Deine Aufgaben —
a) Wie hoch war laut dem Textauszug zum GDL-Streik die Zustimmung der befragten GDL-Mitglieder für einen Streik?
b) Gib jede Zeile der Einträge wieder, in der das Wort "lounge" vorkommt.

Textauszug —
-------

Am 7. August war die Stunde der GDL gekommen. Alle Welt rechnete mit einem GDL-Vollstreik. Sie hatte ein Medienecho und Sympathie in der Bevölkerung wie noch nie. Die Republik sprach über Arbeitsbedingungen und Einkommen der Lokführer. Die Zustimmung von 95,8% der befragten GDL-Mitglieder für einen Streik war eindeutig. Streikbereitschaft ist vorhanden, sie kann aber nicht ewig künstlich konserviert werden. Der von der GDL Ende August zugesagte Verzicht auf einen Streik bis Ende September läßt ahnen, dass es in diesem Jahr wohl keinen Streik mehr geben wird und die GDL-Führung auch mit kleineren Zugeständnissen zufrieden sein wird.

6.
Die GDL-Führung ist keine kämpferische Speerspitze der Arbeiterbewegung, sondern ein konservativer bürokratischer Apparat, der gegenüber dem Arbeitgeber und in der Gesellschaft um seine Anerkennung, seine Privilegien und seinen Status kämpft.

-------

Datensätze zur Positionsbestimmung —
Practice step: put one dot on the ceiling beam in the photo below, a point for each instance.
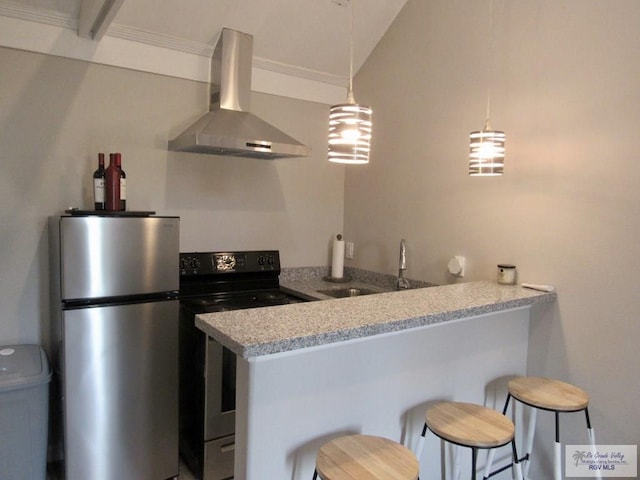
(96, 16)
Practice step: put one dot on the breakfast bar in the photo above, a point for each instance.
(311, 371)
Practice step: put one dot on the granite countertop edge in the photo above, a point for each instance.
(295, 327)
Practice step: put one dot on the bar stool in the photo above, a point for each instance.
(365, 457)
(551, 395)
(473, 426)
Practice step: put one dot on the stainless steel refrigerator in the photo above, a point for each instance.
(115, 342)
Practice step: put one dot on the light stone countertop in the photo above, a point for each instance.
(263, 331)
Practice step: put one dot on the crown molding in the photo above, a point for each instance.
(53, 33)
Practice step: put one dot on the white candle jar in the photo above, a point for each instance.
(506, 274)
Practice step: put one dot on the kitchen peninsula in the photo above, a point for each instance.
(311, 371)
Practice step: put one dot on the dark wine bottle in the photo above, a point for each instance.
(112, 185)
(123, 183)
(98, 184)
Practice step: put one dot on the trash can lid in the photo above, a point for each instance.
(22, 366)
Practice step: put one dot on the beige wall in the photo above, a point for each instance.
(57, 114)
(565, 89)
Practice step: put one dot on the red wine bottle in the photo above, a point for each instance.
(123, 183)
(112, 184)
(98, 184)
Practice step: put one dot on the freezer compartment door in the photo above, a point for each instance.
(118, 256)
(121, 391)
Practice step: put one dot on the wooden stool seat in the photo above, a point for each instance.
(365, 457)
(469, 425)
(548, 394)
(473, 426)
(552, 395)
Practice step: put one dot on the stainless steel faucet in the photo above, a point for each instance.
(402, 283)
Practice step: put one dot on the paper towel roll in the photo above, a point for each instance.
(337, 261)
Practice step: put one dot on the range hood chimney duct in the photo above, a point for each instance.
(229, 128)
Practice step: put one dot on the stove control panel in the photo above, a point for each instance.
(214, 263)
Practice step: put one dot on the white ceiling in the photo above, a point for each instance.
(299, 35)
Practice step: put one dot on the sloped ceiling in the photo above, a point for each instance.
(308, 39)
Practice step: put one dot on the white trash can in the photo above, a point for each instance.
(24, 401)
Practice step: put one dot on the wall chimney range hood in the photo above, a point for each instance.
(229, 128)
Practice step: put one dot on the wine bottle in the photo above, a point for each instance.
(112, 184)
(123, 183)
(98, 184)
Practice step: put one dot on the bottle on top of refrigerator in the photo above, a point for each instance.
(123, 183)
(112, 185)
(98, 184)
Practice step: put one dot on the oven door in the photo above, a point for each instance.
(220, 393)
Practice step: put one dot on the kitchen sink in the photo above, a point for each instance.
(347, 292)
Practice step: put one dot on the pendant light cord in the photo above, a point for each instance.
(487, 125)
(350, 98)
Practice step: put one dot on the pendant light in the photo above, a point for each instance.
(486, 147)
(350, 123)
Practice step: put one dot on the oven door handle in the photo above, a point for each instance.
(229, 447)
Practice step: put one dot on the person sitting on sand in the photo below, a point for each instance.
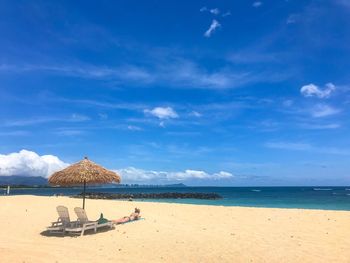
(133, 216)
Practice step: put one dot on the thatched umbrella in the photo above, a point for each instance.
(83, 173)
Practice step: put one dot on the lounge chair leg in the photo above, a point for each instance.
(82, 231)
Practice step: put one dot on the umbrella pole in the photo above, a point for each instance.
(84, 195)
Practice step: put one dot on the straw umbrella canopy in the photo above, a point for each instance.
(83, 173)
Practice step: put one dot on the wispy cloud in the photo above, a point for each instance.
(162, 113)
(40, 120)
(306, 147)
(28, 163)
(132, 174)
(323, 110)
(212, 28)
(330, 126)
(215, 11)
(14, 133)
(311, 90)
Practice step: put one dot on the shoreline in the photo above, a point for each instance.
(174, 233)
(163, 201)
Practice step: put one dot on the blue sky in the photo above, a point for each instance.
(201, 92)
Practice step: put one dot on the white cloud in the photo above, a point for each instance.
(134, 128)
(215, 11)
(288, 103)
(305, 147)
(311, 90)
(330, 126)
(323, 110)
(214, 25)
(162, 113)
(132, 174)
(28, 163)
(196, 114)
(257, 4)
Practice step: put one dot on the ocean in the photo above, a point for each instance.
(328, 198)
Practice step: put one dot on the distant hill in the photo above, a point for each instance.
(23, 180)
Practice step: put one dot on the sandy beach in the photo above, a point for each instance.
(174, 233)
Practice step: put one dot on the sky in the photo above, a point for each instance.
(226, 93)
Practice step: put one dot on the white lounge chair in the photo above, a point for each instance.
(85, 224)
(62, 222)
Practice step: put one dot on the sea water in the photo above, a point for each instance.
(329, 198)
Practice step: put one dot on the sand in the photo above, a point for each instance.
(174, 233)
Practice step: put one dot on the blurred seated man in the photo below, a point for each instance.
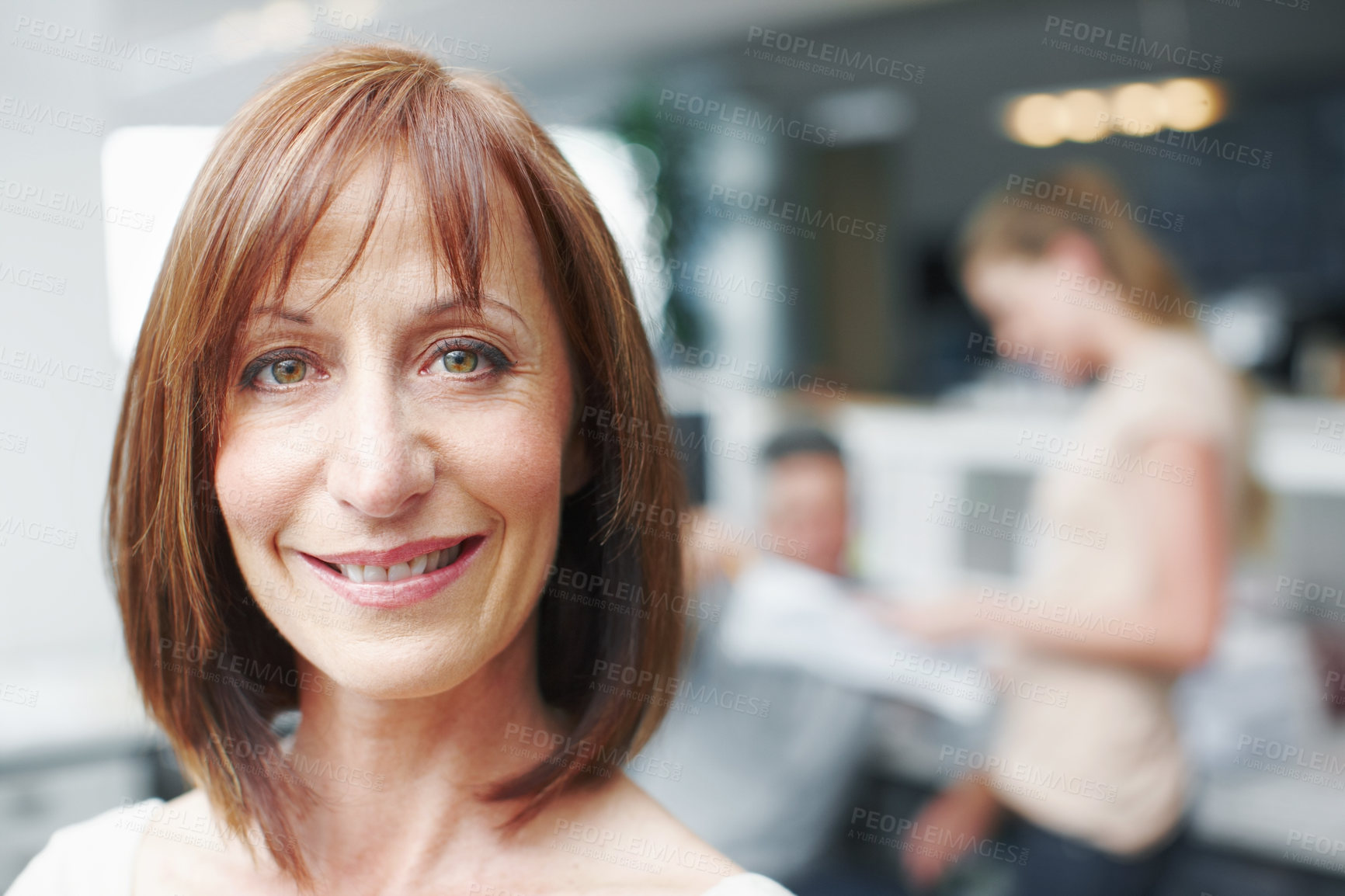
(763, 771)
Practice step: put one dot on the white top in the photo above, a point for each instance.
(1103, 762)
(97, 857)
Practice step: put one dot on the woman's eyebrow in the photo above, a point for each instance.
(273, 311)
(446, 303)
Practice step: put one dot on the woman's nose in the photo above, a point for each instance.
(384, 467)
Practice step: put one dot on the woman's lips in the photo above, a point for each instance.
(398, 584)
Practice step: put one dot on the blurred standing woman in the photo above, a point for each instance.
(1146, 486)
(346, 475)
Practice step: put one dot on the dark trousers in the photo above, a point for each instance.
(1058, 864)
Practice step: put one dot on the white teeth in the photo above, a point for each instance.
(416, 567)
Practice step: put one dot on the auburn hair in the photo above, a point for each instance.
(275, 171)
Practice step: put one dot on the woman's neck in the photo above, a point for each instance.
(401, 782)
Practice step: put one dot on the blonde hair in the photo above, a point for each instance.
(1009, 221)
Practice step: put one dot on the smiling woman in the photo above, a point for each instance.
(346, 470)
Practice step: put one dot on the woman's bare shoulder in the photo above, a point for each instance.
(187, 846)
(620, 840)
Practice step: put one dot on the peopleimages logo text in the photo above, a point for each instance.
(794, 211)
(1093, 202)
(832, 54)
(1134, 45)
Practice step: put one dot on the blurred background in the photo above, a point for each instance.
(724, 141)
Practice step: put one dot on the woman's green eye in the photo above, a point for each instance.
(290, 370)
(460, 361)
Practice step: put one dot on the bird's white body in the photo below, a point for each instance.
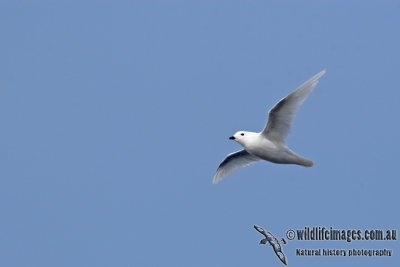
(269, 144)
(263, 148)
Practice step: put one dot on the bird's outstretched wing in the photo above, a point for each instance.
(278, 250)
(261, 230)
(232, 162)
(282, 114)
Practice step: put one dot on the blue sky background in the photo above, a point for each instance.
(115, 115)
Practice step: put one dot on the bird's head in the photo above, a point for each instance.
(242, 137)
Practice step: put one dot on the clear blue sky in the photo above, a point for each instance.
(115, 115)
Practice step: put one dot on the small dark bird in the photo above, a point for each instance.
(274, 242)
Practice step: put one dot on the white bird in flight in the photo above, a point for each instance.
(269, 144)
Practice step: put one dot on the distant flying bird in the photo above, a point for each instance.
(269, 144)
(274, 242)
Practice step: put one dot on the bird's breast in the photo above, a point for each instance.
(265, 149)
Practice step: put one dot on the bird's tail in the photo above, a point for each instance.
(304, 162)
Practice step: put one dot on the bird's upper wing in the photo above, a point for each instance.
(282, 114)
(260, 230)
(233, 162)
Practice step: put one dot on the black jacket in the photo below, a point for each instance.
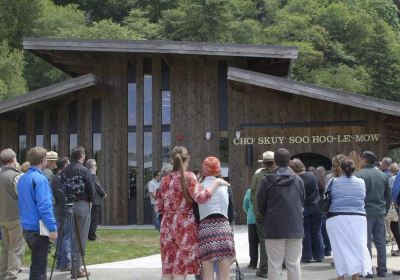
(77, 169)
(280, 200)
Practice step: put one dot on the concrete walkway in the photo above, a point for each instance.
(149, 268)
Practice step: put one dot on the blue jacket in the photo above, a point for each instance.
(248, 208)
(35, 201)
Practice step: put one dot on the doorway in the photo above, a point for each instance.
(315, 160)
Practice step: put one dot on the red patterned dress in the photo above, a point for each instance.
(178, 232)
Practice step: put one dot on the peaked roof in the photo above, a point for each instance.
(314, 91)
(172, 47)
(48, 92)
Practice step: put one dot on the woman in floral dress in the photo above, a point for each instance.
(178, 234)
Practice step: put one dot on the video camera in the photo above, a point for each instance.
(73, 187)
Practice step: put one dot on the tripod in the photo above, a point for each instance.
(70, 218)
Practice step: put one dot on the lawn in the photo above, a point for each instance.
(116, 245)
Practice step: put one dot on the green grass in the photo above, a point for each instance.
(115, 245)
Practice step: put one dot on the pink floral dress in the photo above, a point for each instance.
(178, 232)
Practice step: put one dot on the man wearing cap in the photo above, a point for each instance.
(377, 204)
(268, 167)
(52, 158)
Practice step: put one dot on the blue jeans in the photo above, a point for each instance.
(64, 245)
(39, 246)
(325, 237)
(312, 242)
(377, 231)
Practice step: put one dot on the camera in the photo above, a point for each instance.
(73, 187)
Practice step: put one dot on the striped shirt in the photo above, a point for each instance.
(348, 195)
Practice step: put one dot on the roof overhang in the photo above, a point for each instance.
(79, 56)
(313, 91)
(165, 47)
(49, 92)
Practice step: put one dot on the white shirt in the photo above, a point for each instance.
(153, 186)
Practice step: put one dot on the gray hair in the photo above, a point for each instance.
(387, 161)
(90, 163)
(7, 156)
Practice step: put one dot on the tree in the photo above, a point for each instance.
(12, 81)
(18, 19)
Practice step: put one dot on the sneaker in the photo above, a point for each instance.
(262, 274)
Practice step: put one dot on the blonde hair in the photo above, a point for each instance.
(179, 155)
(297, 166)
(336, 160)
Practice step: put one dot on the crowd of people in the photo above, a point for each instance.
(36, 205)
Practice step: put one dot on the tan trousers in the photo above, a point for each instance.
(284, 249)
(13, 249)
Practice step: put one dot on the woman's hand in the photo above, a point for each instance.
(223, 182)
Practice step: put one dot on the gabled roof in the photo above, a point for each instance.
(170, 47)
(313, 91)
(48, 92)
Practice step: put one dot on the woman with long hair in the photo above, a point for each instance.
(215, 231)
(347, 224)
(177, 194)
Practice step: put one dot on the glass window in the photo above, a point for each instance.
(21, 137)
(53, 125)
(54, 142)
(96, 128)
(73, 124)
(132, 164)
(148, 91)
(39, 128)
(166, 146)
(132, 156)
(223, 95)
(148, 156)
(22, 148)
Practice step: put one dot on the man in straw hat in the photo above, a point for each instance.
(268, 167)
(52, 158)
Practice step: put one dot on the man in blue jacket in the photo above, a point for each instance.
(35, 203)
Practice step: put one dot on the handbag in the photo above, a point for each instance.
(327, 198)
(239, 274)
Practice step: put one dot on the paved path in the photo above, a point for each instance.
(149, 268)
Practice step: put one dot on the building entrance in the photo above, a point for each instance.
(315, 160)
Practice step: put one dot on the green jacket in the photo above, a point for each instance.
(255, 186)
(378, 195)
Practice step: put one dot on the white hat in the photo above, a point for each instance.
(267, 156)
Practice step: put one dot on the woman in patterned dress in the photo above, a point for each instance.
(178, 233)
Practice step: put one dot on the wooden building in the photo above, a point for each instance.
(129, 102)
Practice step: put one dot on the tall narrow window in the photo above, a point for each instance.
(54, 131)
(22, 137)
(73, 124)
(147, 119)
(165, 112)
(96, 127)
(39, 127)
(132, 151)
(223, 117)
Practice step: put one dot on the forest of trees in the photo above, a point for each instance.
(352, 45)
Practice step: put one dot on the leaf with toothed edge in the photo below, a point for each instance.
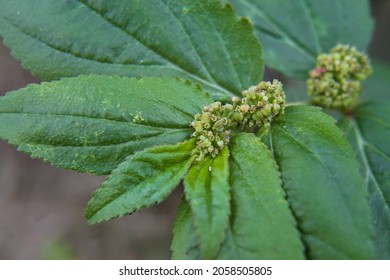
(203, 41)
(92, 123)
(142, 180)
(369, 132)
(261, 225)
(293, 33)
(321, 178)
(207, 191)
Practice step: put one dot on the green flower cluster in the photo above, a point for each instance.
(335, 82)
(258, 106)
(212, 129)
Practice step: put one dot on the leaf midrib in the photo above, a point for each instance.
(369, 172)
(148, 124)
(289, 39)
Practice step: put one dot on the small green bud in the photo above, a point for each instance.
(258, 107)
(335, 82)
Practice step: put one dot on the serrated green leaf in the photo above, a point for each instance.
(369, 134)
(202, 41)
(207, 191)
(324, 188)
(377, 86)
(144, 179)
(261, 224)
(293, 33)
(92, 123)
(184, 243)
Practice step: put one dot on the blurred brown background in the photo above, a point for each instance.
(41, 207)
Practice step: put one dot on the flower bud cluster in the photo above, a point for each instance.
(335, 82)
(258, 106)
(212, 129)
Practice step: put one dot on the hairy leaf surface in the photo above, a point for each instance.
(202, 41)
(92, 123)
(369, 133)
(261, 225)
(324, 188)
(207, 191)
(293, 33)
(142, 180)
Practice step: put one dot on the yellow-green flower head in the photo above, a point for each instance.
(336, 81)
(211, 129)
(258, 107)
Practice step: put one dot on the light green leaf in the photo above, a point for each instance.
(92, 123)
(293, 33)
(202, 41)
(207, 191)
(261, 224)
(142, 180)
(325, 190)
(369, 133)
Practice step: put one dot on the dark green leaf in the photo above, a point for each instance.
(293, 33)
(92, 123)
(184, 244)
(142, 180)
(202, 41)
(325, 190)
(261, 224)
(369, 133)
(377, 86)
(207, 191)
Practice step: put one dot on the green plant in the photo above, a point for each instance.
(262, 179)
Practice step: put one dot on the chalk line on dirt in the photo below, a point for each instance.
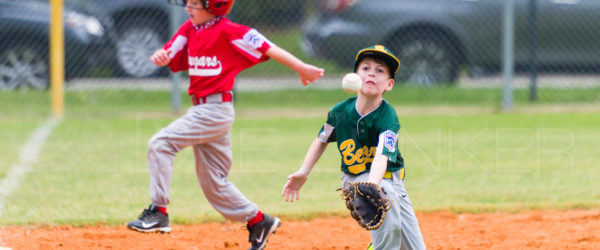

-------

Lösungen —
a) Die Zustimmung lag bei 95,8%.

b)
Practice step: put one dot on the lounge chair leg in the photo above, a point for each instance.
Practice step: put one dot on the white lounge chair in the photo above, a point for each instance.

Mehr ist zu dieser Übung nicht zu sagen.